[Description of the task]: Every entry, from the first to the last, should be written out exactly.

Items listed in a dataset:
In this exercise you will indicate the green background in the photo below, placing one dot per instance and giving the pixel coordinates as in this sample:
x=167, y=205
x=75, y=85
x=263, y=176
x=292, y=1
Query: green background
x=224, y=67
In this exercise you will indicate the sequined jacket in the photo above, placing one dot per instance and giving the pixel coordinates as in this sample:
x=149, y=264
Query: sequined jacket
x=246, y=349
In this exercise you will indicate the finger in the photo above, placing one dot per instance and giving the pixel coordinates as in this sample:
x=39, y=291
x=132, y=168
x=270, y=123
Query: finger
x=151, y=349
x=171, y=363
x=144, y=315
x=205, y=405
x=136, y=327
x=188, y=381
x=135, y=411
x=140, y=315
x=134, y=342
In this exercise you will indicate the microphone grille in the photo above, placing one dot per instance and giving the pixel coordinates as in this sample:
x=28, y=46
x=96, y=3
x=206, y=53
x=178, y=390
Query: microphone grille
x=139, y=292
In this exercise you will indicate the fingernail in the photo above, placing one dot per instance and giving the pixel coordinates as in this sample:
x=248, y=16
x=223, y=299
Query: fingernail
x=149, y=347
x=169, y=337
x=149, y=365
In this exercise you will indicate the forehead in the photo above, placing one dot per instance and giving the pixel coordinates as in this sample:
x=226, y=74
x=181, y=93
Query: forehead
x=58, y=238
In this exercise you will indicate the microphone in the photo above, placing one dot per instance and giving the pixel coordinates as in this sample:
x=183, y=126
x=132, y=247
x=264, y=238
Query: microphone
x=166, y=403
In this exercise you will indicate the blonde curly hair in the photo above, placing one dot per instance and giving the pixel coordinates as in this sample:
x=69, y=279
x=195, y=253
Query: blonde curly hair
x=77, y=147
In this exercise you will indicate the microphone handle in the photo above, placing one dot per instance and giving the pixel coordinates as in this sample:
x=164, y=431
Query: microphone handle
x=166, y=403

[Your response]:
In this exercise you will indicate the green background in the photo below, placing one dot per instance and giving the pixel coordinates as in this sample:
x=167, y=205
x=75, y=85
x=263, y=176
x=292, y=1
Query: green background
x=224, y=67
In this exercise you will indicate the sequined jacket in the photo above, placing one dot per instance and giving the pixel coordinates as in this sample:
x=149, y=264
Query: sequined jacket
x=246, y=349
In this exercise you will indicate the finger in the photo above, placing one dot per instance and giving the pixel coordinates as in this sample:
x=39, y=291
x=132, y=168
x=270, y=123
Query: finger
x=151, y=349
x=171, y=363
x=144, y=315
x=205, y=405
x=136, y=327
x=188, y=381
x=135, y=411
x=140, y=315
x=134, y=342
In this exercise you will indicate the microphone grille in the photo above, placing one dot per instance and giving the pixel coordinates as in this sample:
x=28, y=46
x=96, y=3
x=206, y=53
x=178, y=390
Query: microphone grille
x=139, y=292
In this exercise you will indicate the fingernail in the photo above, placing one dot per instance and giving the pixel coordinates as in this sample:
x=248, y=16
x=223, y=299
Query: fingernail
x=149, y=347
x=169, y=337
x=149, y=365
In this exercise you will indicate the forehead in the photo above, placing one dot per instance and giving the pixel coordinates as in this sample:
x=226, y=74
x=181, y=93
Query: forehead
x=58, y=238
In this exercise you will indicate the microphone in the photo above, placing one dot per instance and giving the pixel coordinates as in this sample:
x=183, y=126
x=132, y=247
x=264, y=238
Query: microphone
x=166, y=403
In this exercise you will indicate the blonde curly hair in the photo above, placing one dot per instance and giving the pixel coordinates as in this sample:
x=69, y=279
x=195, y=253
Query: blonde curly hair
x=77, y=147
In this exercise you will indicate the microphone handle in the photo above, placing one dot per instance and giving the pixel coordinates as in this sample:
x=164, y=431
Query: microphone handle
x=166, y=403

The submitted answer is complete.